▸ **ACTIVITY**
Sort through the data and copy the lines holding the word "query".

[Point localization data]
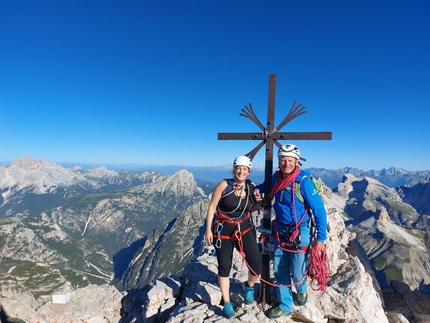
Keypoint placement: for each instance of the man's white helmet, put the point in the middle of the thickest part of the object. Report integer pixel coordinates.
(289, 150)
(243, 161)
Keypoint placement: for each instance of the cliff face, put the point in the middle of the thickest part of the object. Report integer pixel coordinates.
(195, 297)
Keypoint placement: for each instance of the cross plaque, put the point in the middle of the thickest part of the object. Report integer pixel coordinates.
(269, 137)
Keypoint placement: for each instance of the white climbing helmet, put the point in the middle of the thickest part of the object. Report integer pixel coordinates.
(289, 150)
(243, 161)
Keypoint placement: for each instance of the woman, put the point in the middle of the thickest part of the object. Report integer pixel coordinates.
(231, 205)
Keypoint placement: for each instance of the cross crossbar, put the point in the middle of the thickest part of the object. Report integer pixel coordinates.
(269, 137)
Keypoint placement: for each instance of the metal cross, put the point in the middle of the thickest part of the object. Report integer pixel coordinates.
(269, 137)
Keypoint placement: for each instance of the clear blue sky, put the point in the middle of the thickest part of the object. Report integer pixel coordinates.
(153, 82)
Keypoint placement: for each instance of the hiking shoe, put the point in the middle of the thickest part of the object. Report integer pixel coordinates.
(277, 312)
(229, 311)
(249, 294)
(302, 298)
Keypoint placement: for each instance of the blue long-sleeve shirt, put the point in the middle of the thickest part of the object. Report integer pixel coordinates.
(289, 212)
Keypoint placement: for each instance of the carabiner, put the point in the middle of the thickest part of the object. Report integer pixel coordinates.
(218, 243)
(219, 227)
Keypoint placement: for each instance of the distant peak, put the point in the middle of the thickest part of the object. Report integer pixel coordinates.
(28, 163)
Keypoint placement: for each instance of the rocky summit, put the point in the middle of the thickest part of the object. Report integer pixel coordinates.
(101, 246)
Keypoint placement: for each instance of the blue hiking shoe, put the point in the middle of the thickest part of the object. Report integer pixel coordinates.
(229, 311)
(249, 294)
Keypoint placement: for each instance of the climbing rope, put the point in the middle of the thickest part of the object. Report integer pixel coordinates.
(319, 269)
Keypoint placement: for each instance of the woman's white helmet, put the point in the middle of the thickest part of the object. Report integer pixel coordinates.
(243, 161)
(289, 150)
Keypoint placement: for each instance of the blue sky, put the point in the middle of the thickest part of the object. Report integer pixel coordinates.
(154, 82)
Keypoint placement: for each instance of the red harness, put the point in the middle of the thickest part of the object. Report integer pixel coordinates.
(237, 234)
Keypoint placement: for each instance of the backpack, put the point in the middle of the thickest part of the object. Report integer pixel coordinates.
(318, 186)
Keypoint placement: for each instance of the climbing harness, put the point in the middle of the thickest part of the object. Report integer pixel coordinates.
(318, 269)
(237, 233)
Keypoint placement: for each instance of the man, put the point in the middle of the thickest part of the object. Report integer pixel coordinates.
(293, 228)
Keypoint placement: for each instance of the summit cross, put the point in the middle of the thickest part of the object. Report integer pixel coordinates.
(269, 136)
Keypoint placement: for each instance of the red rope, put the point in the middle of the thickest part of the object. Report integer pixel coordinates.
(319, 269)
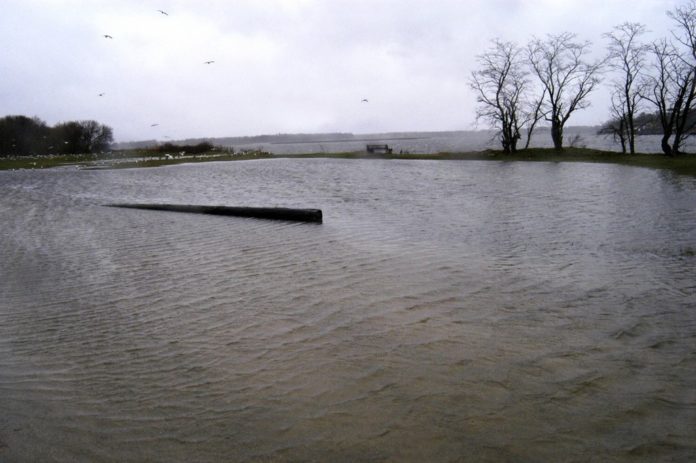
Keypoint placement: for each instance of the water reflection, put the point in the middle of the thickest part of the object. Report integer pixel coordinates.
(444, 311)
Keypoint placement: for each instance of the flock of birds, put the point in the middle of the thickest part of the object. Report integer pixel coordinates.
(208, 62)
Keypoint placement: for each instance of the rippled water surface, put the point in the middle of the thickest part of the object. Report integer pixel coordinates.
(444, 311)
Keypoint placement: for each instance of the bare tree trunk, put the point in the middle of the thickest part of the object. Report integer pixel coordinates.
(666, 148)
(557, 135)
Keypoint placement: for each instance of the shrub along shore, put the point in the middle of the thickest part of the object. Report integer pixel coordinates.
(684, 164)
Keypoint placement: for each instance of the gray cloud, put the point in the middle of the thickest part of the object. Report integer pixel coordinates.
(280, 65)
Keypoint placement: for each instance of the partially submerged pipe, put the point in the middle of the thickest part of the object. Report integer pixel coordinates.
(273, 213)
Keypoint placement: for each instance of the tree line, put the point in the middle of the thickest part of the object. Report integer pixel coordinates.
(549, 79)
(23, 136)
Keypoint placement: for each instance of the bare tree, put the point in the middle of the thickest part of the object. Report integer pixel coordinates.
(499, 85)
(627, 56)
(567, 78)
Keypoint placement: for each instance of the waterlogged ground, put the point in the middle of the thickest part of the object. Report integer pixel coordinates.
(444, 311)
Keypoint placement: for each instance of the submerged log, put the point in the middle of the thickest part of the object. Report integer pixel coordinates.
(273, 213)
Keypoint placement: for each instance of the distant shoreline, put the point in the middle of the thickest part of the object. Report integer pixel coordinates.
(684, 164)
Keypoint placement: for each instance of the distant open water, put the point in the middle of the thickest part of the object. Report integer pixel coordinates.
(433, 142)
(444, 311)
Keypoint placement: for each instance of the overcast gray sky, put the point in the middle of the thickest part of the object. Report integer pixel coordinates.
(281, 66)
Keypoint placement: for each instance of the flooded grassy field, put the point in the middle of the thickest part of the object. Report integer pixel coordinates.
(444, 311)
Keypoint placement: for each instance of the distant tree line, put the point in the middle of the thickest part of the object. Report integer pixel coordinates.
(653, 85)
(24, 136)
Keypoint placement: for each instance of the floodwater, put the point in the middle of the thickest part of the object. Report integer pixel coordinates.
(444, 311)
(448, 142)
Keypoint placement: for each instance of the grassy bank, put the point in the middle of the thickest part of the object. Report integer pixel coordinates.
(684, 164)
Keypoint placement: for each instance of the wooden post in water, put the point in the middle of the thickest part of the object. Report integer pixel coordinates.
(273, 213)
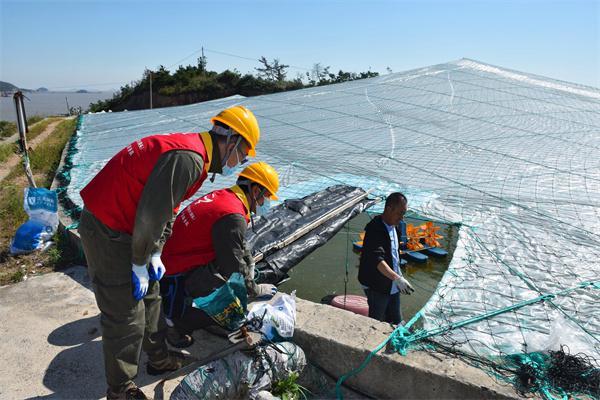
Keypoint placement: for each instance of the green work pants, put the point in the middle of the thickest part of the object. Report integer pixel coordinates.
(128, 325)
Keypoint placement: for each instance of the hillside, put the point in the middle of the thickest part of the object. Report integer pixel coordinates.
(193, 84)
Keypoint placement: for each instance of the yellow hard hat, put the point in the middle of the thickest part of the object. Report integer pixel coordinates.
(241, 120)
(265, 175)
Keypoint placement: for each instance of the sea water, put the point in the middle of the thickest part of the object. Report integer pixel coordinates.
(323, 272)
(49, 103)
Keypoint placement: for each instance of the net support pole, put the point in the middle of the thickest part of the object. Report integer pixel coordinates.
(23, 130)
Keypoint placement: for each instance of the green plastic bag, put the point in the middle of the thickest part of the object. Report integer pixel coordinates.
(228, 304)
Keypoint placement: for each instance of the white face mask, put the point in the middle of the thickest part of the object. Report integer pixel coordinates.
(226, 169)
(264, 209)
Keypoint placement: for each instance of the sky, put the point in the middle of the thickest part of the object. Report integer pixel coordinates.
(90, 44)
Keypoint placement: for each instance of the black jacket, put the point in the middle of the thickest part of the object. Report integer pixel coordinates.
(376, 247)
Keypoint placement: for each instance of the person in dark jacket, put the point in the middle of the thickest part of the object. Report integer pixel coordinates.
(379, 270)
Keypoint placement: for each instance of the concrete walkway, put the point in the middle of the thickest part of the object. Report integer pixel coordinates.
(50, 341)
(51, 348)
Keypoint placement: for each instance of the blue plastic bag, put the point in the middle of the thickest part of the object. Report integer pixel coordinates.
(227, 305)
(42, 207)
(30, 236)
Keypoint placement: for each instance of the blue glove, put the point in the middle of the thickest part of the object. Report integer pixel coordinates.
(265, 291)
(139, 278)
(157, 268)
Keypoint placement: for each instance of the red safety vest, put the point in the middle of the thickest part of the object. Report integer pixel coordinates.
(190, 244)
(113, 194)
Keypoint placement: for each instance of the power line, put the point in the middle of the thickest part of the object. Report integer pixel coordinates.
(171, 66)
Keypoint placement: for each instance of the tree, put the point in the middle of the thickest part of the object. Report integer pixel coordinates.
(318, 75)
(272, 71)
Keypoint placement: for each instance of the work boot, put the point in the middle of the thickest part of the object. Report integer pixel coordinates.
(172, 362)
(131, 393)
(178, 339)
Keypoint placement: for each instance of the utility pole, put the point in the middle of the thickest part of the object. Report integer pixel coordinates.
(23, 129)
(150, 72)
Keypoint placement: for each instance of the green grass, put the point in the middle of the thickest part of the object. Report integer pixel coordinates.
(38, 128)
(289, 389)
(45, 159)
(34, 119)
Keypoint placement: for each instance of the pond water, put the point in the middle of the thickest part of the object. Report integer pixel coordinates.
(326, 270)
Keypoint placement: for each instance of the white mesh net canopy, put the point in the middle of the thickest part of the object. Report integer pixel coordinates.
(512, 157)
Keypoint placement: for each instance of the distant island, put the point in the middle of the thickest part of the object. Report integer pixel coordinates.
(8, 87)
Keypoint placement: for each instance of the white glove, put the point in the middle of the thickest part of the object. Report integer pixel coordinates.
(404, 286)
(265, 290)
(140, 279)
(157, 268)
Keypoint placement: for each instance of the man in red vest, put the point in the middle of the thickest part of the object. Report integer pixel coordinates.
(128, 210)
(208, 245)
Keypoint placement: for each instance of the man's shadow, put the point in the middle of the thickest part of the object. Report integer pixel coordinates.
(78, 372)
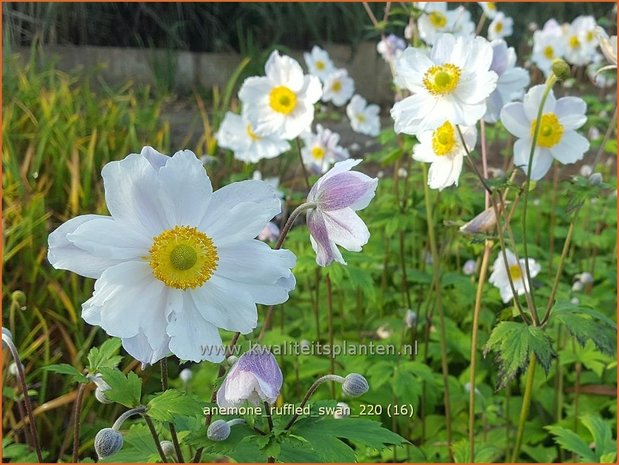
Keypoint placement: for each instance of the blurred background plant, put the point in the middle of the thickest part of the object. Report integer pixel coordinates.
(59, 130)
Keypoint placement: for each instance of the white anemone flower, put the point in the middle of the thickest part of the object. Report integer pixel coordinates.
(322, 149)
(511, 83)
(489, 9)
(238, 135)
(548, 45)
(516, 270)
(451, 84)
(500, 27)
(281, 103)
(444, 150)
(338, 195)
(557, 138)
(175, 262)
(338, 88)
(364, 118)
(319, 63)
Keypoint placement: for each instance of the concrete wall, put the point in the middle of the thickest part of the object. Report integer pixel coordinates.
(118, 65)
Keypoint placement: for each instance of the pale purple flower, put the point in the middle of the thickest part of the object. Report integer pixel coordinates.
(337, 195)
(255, 378)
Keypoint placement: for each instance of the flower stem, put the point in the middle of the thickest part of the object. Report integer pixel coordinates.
(549, 83)
(310, 392)
(524, 411)
(24, 388)
(164, 386)
(478, 296)
(439, 306)
(153, 432)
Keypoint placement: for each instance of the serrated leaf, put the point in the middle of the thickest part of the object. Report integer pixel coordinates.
(105, 356)
(125, 390)
(585, 324)
(66, 369)
(171, 404)
(514, 343)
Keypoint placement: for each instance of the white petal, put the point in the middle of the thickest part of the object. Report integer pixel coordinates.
(240, 211)
(515, 120)
(571, 148)
(106, 237)
(64, 255)
(132, 194)
(191, 336)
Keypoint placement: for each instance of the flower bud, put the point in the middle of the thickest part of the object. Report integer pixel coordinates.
(168, 448)
(410, 318)
(355, 385)
(561, 69)
(185, 375)
(108, 441)
(595, 179)
(219, 430)
(470, 267)
(342, 410)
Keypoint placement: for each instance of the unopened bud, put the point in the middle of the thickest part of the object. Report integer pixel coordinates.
(168, 448)
(561, 69)
(595, 179)
(185, 375)
(108, 441)
(219, 430)
(355, 385)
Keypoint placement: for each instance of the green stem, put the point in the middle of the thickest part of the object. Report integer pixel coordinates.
(549, 83)
(439, 306)
(524, 411)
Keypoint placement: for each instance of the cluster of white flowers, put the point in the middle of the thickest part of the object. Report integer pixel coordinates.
(577, 42)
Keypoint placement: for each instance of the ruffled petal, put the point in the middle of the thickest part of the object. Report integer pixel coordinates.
(64, 255)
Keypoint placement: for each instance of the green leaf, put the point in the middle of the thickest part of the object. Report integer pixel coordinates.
(125, 390)
(514, 343)
(105, 356)
(66, 369)
(585, 324)
(171, 404)
(570, 441)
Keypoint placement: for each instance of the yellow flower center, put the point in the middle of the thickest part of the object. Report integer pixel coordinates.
(550, 131)
(282, 100)
(318, 153)
(438, 19)
(252, 135)
(549, 52)
(442, 79)
(183, 257)
(444, 139)
(515, 272)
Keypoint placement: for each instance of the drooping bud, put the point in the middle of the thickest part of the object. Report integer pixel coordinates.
(108, 441)
(185, 375)
(168, 448)
(219, 430)
(561, 69)
(410, 318)
(355, 385)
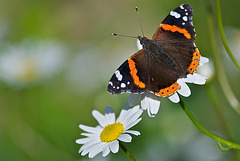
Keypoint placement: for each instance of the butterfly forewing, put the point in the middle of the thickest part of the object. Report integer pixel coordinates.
(178, 24)
(126, 77)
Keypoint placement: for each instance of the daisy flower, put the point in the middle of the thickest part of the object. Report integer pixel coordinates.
(106, 136)
(151, 102)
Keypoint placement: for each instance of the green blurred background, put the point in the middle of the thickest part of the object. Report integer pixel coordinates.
(40, 112)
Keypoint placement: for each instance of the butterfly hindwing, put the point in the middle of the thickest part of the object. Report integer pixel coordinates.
(126, 79)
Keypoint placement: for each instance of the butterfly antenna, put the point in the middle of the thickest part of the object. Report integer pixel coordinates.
(139, 20)
(115, 34)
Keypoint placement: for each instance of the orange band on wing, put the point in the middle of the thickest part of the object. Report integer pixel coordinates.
(174, 28)
(133, 72)
(169, 90)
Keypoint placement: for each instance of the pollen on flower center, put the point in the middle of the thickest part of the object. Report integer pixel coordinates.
(111, 132)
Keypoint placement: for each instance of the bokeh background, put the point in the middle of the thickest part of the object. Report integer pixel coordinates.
(57, 56)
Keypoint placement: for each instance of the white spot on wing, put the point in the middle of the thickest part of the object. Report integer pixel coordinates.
(175, 14)
(118, 75)
(123, 85)
(185, 18)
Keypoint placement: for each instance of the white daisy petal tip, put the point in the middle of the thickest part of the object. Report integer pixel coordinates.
(133, 99)
(199, 79)
(151, 103)
(174, 98)
(184, 90)
(203, 60)
(109, 115)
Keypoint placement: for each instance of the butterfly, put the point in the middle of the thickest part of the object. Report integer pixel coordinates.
(170, 55)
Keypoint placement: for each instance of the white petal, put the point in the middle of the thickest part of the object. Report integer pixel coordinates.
(109, 115)
(97, 149)
(150, 102)
(203, 60)
(174, 98)
(189, 79)
(106, 150)
(125, 138)
(123, 114)
(134, 116)
(199, 79)
(114, 146)
(83, 140)
(185, 90)
(133, 123)
(88, 149)
(133, 99)
(89, 144)
(139, 45)
(100, 118)
(133, 132)
(89, 129)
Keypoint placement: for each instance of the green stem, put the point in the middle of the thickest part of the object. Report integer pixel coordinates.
(127, 152)
(220, 71)
(223, 36)
(220, 141)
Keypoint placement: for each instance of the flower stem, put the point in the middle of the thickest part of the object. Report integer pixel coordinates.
(220, 71)
(219, 140)
(127, 152)
(223, 36)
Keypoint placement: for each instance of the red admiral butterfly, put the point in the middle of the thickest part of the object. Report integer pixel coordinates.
(169, 56)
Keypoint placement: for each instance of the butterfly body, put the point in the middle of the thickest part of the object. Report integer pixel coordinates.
(170, 55)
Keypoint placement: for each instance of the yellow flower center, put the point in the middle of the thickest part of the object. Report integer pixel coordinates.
(111, 132)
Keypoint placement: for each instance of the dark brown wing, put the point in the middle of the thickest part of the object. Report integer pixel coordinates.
(130, 76)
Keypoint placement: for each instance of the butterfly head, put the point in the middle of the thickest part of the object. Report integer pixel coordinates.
(143, 41)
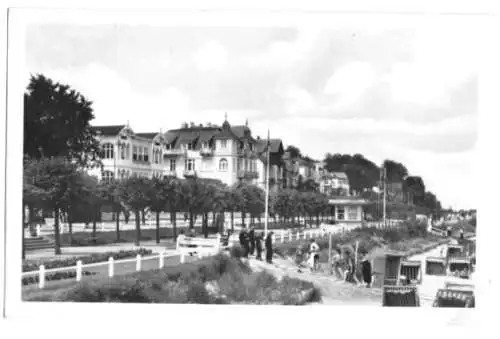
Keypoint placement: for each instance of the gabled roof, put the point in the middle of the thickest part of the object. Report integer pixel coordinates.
(340, 175)
(149, 136)
(276, 144)
(108, 130)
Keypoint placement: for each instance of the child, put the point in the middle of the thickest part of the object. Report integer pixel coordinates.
(299, 258)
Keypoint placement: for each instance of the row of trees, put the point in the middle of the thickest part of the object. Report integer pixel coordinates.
(58, 186)
(363, 175)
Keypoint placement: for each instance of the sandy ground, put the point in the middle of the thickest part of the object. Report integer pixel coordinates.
(336, 292)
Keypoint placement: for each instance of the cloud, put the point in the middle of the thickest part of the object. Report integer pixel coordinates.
(350, 82)
(212, 56)
(285, 54)
(115, 101)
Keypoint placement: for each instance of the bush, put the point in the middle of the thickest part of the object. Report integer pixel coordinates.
(34, 279)
(236, 282)
(31, 265)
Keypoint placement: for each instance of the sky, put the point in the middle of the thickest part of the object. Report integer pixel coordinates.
(406, 94)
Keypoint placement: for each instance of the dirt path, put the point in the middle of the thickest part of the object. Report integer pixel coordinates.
(336, 292)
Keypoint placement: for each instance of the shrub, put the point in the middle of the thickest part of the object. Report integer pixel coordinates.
(34, 279)
(29, 265)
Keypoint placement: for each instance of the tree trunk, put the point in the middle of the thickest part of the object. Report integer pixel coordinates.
(94, 226)
(57, 235)
(158, 227)
(118, 226)
(70, 228)
(191, 220)
(174, 223)
(205, 224)
(24, 222)
(137, 227)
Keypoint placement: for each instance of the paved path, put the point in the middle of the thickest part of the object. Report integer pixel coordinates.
(79, 251)
(334, 291)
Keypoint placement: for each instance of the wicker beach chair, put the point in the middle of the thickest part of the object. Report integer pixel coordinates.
(400, 296)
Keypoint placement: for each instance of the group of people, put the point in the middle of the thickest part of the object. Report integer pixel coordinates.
(343, 262)
(251, 242)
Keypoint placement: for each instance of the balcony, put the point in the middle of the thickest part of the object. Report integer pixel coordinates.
(169, 173)
(189, 173)
(170, 152)
(247, 175)
(206, 151)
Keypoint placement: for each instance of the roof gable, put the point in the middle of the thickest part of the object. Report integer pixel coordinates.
(109, 129)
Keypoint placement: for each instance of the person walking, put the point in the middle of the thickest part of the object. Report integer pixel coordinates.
(251, 239)
(269, 248)
(366, 269)
(258, 245)
(313, 255)
(244, 242)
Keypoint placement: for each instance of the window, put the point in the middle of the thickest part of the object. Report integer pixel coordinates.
(352, 213)
(107, 151)
(134, 153)
(340, 213)
(107, 176)
(123, 150)
(223, 165)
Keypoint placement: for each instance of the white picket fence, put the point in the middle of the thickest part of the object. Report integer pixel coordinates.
(41, 272)
(203, 247)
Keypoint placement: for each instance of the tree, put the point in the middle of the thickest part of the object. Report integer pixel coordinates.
(158, 197)
(293, 151)
(395, 171)
(134, 194)
(415, 187)
(56, 181)
(32, 195)
(57, 123)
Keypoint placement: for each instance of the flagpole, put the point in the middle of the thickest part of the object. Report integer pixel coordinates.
(267, 188)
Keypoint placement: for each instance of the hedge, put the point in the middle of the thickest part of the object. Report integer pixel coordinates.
(32, 265)
(34, 279)
(187, 283)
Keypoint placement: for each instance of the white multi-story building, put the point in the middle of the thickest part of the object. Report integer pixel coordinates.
(334, 183)
(125, 153)
(226, 153)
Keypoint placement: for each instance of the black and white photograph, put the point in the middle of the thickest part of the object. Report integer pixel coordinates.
(301, 160)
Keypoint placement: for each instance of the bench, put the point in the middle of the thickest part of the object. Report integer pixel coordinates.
(207, 246)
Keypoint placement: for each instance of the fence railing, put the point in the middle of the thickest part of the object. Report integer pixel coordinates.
(203, 247)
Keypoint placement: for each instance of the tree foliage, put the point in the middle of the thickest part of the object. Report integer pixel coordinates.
(57, 123)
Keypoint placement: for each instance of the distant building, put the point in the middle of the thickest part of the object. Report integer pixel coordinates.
(276, 170)
(226, 153)
(334, 183)
(125, 154)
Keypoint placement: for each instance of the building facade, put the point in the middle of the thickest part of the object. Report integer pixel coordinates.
(226, 153)
(125, 154)
(334, 183)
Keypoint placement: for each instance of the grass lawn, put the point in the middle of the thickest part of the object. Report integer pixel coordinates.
(233, 282)
(103, 270)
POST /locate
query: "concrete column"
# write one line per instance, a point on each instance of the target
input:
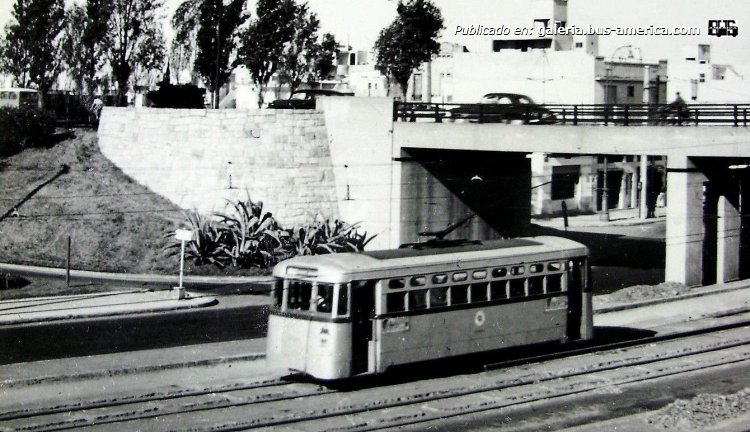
(634, 192)
(684, 244)
(622, 202)
(644, 187)
(728, 242)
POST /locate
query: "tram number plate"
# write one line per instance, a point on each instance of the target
(396, 325)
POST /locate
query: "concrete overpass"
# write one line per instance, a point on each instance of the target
(440, 171)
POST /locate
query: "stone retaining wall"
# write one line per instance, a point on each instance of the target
(200, 158)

▸ **YOUR RESPONSE**
query: "concrete column"
query: "tram number plate"
query: "concrete overpass"
query: "stone retaining wall"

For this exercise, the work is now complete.